In a further letter dated 24 September 2010 passing between the same parties the Defendant stated (among other things) that “the closure, sale and use of proceeds is an event or series of events which does not cause a reverter to arise under the 1841 and 1987 Acts. The holding of a school site pending a planned s14 sale is, in the Council's position, entirely in accordance with the statutory purposes set out in s2 of the 1841 Act and set out in the relevant conveyances.”

8.

Under both the 1914 and the 1928 conveyances the grantor selected all three of the statutory purposes prescribed by s.2 of the 1841 Act but the site, as found by the judge, was used to house the school buildings (including a kitchen and dining room) rather than any form of accommodation for the teaching staff.

9.

The principal issue for the judge was whether the removal of the school from its original site to the new site in 2006 triggered a reverter under s.2 of the 1841 Act. If it did then it is common ground that a substantial proportion of the proceeds of sale of the old site are held on trust for the claimants as the successors in title to the original grantor. The claimants contend that the closure of the old school building on the original site in 2006 meant that it ceased to be used either as a site for a school or otherwise for the purposes of education within the meaning of s.2. If there was such a cesser of use in 2006 so as to occasion a reverter then the County Council accepts that a subsequent exercise of the s.14 power of sale in 2007 was not effective to restore title retrospectively to the County Council as successors in title to the original grantees. This is consistent with s.6(2) of the 1987 Act which, I think, makes clear that the trust in favour of the grantor which now arises under s.1 on a cesser of use for the statutory purposes is only avoided if the s.14 power of sale is exercised prior to that event. The issue therefore for the Court in this case is whether that cesser of use did in fact occur prior to the sale of the old site in 2007. The claimants accept that the trustees of the original two conveyances can bring themselves within the provisions of s.14 of the 1841 Act notwithstanding that the new site already belonged to the County Council and that the old site was not sold in order to fund that purchase. In terms of the statutory language of s.14, the trustees had power “to sell … the said land or building … and to apply the money arising from such sale … in the purchase of another site or in the improvement of other premises used or to be used for the purposes of such trust”. But no contract of sale was exchanged until August 2007 by which time the old school site and buildings had remained empty and unused for more than a year.

■ **DATA SHOWN**:

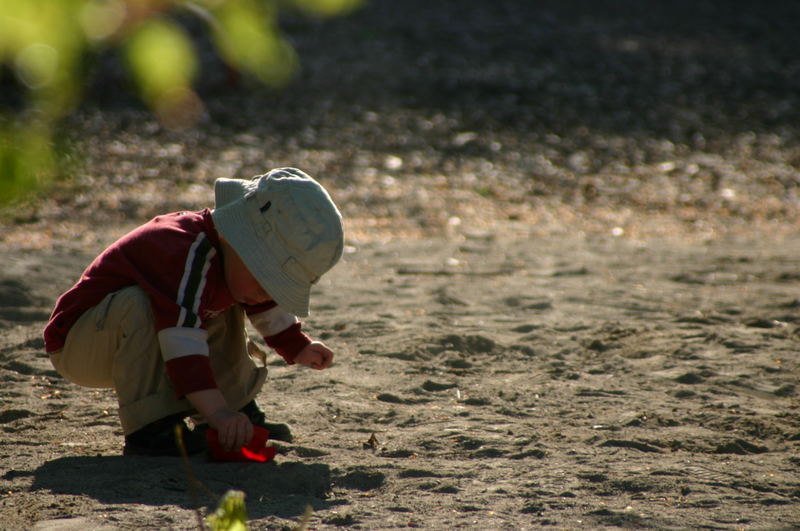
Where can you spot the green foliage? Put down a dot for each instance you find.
(43, 43)
(231, 515)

■ **EXERCISE OBJECTIVE**:
Please answer these from the text about the school site above:
(a) What date does the Defendant's further letter bear?
(b) How many of the statutory purposes under s.2 of the 1841 Act did the grantor select in the 1914 and 1928 conveyances?
(c) In what month and year was a contract of sale first exchanged?

■ **TASK OUTPUT**:
(a) 24 September 2010
(b) All three
(c) August 2007